[Items from a dataset]
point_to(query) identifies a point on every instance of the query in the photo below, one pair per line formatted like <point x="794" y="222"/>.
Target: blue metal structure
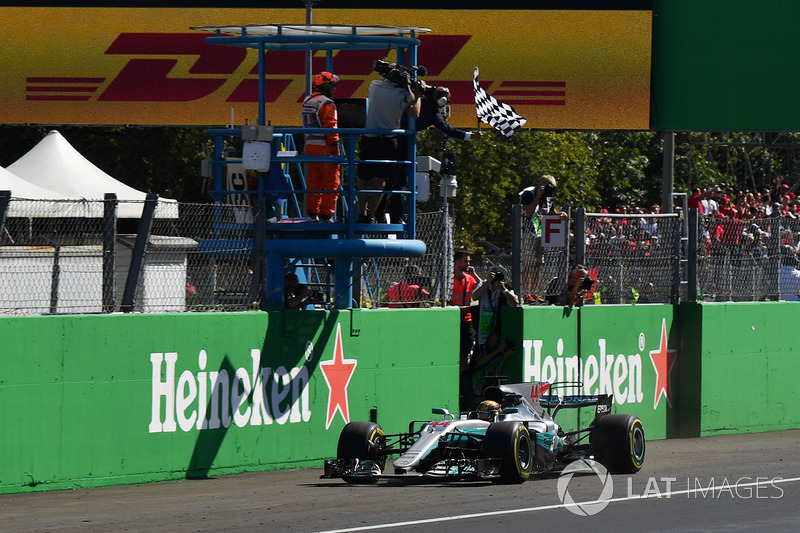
<point x="346" y="241"/>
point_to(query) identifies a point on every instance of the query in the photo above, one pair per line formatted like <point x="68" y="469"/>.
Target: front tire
<point x="362" y="441"/>
<point x="511" y="443"/>
<point x="618" y="443"/>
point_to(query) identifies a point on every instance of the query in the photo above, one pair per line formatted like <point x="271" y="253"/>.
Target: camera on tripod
<point x="399" y="75"/>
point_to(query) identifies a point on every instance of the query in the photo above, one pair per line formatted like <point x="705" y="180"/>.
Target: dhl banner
<point x="580" y="69"/>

_The request_. Copy out all of the material exactly as written, without its pictures.

_Response to this exercise_.
point_to(query) identifies a point on every instance of the query in the photo below, one pair per line formatted like <point x="794" y="222"/>.
Target: blue metal structure
<point x="346" y="241"/>
point_to(query) identifies a point on every instance of the query in the photo above, one pair per line formatted like <point x="68" y="469"/>.
Target: front tire
<point x="362" y="441"/>
<point x="511" y="443"/>
<point x="618" y="443"/>
point_to(query) identifies a point on every instance of the query in the photo above, one pair per line formatted like <point x="271" y="253"/>.
Target: camera on tripod
<point x="399" y="75"/>
point_to(query) identifies a point on every instance of the query in the photo above, one pair per line formatted like <point x="705" y="180"/>.
Target: dhl banner
<point x="580" y="69"/>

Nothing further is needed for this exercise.